Work to be completed: Reproduce word for word the lines of the material below, from its first line through the line containing "box: [71, 195, 96, 221]", both included.

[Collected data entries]
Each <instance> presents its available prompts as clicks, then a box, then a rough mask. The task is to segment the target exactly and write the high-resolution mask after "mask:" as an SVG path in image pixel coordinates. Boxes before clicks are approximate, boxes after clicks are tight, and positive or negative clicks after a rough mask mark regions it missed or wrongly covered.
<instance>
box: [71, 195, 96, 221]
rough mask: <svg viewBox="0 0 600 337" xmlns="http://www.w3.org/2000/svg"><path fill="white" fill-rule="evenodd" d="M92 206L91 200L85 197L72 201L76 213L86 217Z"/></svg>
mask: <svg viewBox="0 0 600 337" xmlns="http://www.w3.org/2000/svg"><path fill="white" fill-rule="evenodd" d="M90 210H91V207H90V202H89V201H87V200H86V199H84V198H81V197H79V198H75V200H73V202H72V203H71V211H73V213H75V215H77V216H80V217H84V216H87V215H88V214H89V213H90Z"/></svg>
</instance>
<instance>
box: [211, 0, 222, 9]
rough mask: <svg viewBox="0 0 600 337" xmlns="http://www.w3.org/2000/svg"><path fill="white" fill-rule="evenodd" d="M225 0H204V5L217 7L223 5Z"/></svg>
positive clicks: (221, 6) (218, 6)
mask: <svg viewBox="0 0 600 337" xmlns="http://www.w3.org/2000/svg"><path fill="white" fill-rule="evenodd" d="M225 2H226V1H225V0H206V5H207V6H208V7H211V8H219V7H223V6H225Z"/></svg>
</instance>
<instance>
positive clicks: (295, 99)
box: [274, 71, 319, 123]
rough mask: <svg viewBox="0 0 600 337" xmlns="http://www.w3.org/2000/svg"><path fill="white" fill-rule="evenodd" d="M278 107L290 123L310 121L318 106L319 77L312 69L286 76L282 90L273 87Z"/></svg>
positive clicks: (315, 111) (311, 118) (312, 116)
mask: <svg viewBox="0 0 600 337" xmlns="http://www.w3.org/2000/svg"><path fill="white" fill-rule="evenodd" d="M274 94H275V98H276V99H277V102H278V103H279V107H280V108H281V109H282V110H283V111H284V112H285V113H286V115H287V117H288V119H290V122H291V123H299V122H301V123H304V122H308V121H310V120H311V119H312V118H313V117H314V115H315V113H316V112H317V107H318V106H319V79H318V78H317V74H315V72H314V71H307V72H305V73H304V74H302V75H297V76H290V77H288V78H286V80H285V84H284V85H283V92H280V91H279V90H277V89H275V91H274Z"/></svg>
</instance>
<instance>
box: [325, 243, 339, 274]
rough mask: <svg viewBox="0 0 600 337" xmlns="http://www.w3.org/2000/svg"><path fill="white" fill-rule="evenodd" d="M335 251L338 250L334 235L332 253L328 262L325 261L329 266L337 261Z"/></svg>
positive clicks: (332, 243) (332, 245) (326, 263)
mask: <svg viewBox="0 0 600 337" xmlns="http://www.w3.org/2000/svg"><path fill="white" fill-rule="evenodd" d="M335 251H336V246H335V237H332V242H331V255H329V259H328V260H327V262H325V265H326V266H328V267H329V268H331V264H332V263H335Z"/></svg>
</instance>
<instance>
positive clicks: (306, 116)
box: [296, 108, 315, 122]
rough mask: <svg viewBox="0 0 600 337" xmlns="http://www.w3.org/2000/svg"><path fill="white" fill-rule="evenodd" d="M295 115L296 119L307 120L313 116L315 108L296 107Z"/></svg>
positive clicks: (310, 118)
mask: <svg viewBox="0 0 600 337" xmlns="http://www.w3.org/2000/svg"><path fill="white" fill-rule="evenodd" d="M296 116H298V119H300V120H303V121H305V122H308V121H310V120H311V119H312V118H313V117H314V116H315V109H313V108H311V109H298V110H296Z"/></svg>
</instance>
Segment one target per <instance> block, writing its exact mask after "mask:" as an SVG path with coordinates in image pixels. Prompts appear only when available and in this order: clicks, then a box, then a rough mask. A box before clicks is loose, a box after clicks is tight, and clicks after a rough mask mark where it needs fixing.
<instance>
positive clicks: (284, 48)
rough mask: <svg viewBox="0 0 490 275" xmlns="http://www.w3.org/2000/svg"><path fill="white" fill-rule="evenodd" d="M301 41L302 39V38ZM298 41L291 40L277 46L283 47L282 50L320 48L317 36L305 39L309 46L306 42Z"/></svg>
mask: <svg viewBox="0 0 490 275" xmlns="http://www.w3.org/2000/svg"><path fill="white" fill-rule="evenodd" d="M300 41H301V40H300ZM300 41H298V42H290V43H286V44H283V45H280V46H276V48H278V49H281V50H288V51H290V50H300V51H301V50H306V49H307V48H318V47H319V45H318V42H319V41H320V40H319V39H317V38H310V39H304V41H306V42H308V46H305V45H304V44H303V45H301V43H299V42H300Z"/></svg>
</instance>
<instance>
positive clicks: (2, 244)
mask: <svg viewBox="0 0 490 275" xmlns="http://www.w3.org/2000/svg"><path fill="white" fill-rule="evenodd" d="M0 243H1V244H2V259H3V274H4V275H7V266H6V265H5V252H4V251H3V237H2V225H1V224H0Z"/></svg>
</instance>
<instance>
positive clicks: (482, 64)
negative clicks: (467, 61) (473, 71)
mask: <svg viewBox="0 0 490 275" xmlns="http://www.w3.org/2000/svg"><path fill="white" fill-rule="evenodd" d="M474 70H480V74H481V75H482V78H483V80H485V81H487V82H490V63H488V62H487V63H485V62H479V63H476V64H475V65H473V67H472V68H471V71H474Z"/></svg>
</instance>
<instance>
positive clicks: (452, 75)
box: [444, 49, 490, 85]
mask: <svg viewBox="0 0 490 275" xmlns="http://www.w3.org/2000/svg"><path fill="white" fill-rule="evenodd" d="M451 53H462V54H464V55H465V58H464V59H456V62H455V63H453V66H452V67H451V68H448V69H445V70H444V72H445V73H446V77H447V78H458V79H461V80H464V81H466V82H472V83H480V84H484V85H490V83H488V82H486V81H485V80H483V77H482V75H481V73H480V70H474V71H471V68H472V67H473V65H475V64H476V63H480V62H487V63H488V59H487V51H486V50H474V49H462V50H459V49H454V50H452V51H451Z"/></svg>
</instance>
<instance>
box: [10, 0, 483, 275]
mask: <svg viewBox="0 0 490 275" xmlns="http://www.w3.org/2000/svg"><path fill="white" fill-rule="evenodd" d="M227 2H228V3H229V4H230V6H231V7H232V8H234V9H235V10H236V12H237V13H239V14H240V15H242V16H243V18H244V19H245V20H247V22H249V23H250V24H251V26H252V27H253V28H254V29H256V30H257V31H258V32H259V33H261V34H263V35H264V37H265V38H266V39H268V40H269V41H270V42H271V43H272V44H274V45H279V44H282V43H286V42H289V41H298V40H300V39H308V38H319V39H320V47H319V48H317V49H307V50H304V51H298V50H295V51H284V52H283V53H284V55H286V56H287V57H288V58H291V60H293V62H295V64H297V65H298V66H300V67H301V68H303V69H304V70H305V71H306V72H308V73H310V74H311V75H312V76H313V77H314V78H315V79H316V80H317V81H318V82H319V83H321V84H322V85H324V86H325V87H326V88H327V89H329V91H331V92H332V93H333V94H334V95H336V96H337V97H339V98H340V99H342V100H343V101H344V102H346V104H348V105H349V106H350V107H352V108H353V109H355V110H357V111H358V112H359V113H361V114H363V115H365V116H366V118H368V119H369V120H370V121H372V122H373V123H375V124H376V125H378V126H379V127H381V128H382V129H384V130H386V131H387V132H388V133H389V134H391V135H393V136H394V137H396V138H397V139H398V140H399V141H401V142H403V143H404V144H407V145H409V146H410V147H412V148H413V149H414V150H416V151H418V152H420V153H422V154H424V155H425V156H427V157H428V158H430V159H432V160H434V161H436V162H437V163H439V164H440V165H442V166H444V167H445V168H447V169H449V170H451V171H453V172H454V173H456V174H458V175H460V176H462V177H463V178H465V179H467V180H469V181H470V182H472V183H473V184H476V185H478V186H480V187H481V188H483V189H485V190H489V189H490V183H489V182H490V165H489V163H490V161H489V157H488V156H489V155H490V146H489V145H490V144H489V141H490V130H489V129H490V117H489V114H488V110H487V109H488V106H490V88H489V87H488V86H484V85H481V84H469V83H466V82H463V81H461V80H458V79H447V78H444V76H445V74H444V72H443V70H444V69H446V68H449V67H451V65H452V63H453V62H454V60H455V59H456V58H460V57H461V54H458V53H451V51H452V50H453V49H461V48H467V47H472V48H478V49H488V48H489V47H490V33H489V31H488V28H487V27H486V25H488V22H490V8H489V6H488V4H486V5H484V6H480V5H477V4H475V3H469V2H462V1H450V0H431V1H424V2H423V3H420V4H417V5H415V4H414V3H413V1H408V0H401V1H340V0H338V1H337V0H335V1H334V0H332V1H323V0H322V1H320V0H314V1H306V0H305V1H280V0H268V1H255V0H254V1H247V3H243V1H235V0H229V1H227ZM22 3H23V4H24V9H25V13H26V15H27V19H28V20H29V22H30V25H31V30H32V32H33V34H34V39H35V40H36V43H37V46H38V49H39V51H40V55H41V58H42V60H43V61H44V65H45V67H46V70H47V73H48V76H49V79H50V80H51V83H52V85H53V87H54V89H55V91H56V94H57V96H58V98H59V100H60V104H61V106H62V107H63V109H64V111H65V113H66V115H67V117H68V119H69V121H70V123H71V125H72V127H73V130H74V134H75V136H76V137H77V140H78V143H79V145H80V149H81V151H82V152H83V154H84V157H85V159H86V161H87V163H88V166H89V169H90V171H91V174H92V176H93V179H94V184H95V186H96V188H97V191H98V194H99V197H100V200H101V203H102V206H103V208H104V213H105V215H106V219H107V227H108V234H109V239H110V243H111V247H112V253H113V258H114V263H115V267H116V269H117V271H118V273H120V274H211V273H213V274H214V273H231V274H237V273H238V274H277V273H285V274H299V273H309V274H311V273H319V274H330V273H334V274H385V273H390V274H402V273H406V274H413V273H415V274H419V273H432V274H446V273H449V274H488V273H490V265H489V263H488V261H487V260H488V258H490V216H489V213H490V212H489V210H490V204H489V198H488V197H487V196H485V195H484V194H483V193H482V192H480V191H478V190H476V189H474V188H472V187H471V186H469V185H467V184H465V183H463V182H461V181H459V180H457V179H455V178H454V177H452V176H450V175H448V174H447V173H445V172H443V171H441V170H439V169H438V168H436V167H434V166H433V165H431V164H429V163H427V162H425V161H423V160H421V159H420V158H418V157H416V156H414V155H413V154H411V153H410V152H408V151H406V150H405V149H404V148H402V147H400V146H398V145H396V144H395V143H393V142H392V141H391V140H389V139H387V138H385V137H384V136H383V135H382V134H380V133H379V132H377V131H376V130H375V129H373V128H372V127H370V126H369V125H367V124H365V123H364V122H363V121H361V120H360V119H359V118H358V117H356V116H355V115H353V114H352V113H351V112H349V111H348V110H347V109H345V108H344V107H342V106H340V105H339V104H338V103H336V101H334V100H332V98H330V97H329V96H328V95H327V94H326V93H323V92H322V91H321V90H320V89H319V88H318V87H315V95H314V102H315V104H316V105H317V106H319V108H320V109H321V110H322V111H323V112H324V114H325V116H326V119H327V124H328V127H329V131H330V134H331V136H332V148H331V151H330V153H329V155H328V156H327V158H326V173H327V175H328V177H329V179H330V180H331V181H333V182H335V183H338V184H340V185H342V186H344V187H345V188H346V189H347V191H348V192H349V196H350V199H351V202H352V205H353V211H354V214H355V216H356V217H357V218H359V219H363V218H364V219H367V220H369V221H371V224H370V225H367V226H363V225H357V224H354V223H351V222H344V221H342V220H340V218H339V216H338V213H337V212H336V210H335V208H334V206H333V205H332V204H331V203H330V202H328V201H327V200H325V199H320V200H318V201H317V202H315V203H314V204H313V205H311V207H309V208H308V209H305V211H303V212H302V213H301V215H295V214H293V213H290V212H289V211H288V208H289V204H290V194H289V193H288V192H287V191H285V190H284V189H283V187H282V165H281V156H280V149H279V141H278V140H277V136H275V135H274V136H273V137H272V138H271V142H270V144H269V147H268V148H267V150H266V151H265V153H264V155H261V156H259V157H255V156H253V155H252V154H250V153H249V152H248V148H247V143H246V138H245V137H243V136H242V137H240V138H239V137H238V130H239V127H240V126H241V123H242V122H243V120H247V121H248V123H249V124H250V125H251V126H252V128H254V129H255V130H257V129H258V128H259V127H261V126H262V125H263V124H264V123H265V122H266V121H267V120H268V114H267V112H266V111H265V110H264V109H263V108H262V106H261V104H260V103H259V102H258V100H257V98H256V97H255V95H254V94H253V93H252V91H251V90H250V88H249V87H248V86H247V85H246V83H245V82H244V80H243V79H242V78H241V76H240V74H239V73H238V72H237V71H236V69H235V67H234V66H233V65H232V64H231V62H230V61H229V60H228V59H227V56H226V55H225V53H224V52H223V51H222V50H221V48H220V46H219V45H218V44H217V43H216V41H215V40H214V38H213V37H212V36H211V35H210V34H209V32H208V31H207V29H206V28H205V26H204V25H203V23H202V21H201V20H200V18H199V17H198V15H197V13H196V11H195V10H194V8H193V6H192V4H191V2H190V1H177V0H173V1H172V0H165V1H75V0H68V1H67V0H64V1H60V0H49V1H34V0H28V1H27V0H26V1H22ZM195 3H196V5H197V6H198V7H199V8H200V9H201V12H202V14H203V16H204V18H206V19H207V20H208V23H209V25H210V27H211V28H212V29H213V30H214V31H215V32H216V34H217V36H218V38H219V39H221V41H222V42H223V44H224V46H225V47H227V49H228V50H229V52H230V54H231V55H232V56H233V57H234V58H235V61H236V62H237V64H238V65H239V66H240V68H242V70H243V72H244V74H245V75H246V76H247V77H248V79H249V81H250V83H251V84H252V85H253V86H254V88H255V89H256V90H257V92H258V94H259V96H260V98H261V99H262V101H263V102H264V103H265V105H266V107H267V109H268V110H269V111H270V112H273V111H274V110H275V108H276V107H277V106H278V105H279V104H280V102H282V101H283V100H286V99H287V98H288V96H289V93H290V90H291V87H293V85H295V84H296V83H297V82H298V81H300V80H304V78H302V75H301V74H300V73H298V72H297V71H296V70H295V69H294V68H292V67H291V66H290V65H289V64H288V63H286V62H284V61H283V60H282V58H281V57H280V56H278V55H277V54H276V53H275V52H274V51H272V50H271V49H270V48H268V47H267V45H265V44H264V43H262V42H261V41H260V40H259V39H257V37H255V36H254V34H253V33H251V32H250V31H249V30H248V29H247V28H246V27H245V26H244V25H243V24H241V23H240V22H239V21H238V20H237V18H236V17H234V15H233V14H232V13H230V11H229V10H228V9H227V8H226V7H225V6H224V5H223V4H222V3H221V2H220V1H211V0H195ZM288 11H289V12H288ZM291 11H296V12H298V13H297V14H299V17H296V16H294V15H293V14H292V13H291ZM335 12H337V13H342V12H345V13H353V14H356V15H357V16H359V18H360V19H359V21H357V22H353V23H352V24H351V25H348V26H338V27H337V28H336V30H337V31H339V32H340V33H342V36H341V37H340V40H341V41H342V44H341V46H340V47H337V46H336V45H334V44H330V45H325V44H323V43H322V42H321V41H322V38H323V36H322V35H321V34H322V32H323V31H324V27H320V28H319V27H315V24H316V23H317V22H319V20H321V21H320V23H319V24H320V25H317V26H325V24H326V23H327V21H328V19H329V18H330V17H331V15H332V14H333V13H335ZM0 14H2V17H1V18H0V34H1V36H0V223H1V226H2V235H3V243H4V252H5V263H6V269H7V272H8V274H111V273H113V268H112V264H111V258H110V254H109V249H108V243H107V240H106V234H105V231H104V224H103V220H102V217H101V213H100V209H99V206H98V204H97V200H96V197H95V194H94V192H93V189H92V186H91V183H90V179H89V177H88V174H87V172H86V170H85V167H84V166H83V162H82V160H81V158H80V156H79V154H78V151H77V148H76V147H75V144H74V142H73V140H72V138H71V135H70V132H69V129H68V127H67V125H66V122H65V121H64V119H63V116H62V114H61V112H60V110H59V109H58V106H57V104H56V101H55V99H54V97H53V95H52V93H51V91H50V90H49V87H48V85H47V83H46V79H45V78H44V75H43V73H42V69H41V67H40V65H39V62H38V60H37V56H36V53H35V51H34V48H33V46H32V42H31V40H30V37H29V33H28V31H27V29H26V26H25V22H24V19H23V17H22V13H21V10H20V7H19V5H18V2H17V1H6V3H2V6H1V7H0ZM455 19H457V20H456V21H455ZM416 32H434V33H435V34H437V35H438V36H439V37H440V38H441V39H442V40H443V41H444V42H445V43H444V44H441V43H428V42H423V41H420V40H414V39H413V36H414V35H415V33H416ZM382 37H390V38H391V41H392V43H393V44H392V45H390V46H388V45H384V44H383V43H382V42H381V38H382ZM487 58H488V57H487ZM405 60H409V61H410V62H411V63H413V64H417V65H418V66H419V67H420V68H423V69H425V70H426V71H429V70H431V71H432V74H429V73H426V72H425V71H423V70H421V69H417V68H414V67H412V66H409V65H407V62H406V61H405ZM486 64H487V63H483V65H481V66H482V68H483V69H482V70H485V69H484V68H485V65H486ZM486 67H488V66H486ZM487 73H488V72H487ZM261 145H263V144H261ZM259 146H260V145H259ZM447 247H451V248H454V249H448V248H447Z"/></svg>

Written answer:
Each <instance> presents its available prompts as clicks, then a box, then a rough mask. The task is to segment the target exactly and write the high-resolution mask after "mask:" as an SVG path in image pixel coordinates. Boxes before clicks are approximate, boxes after clicks are tight, and positive or negative clicks after a rough mask mark regions it missed or wrongly covered.
<instance>
box: [71, 195, 96, 221]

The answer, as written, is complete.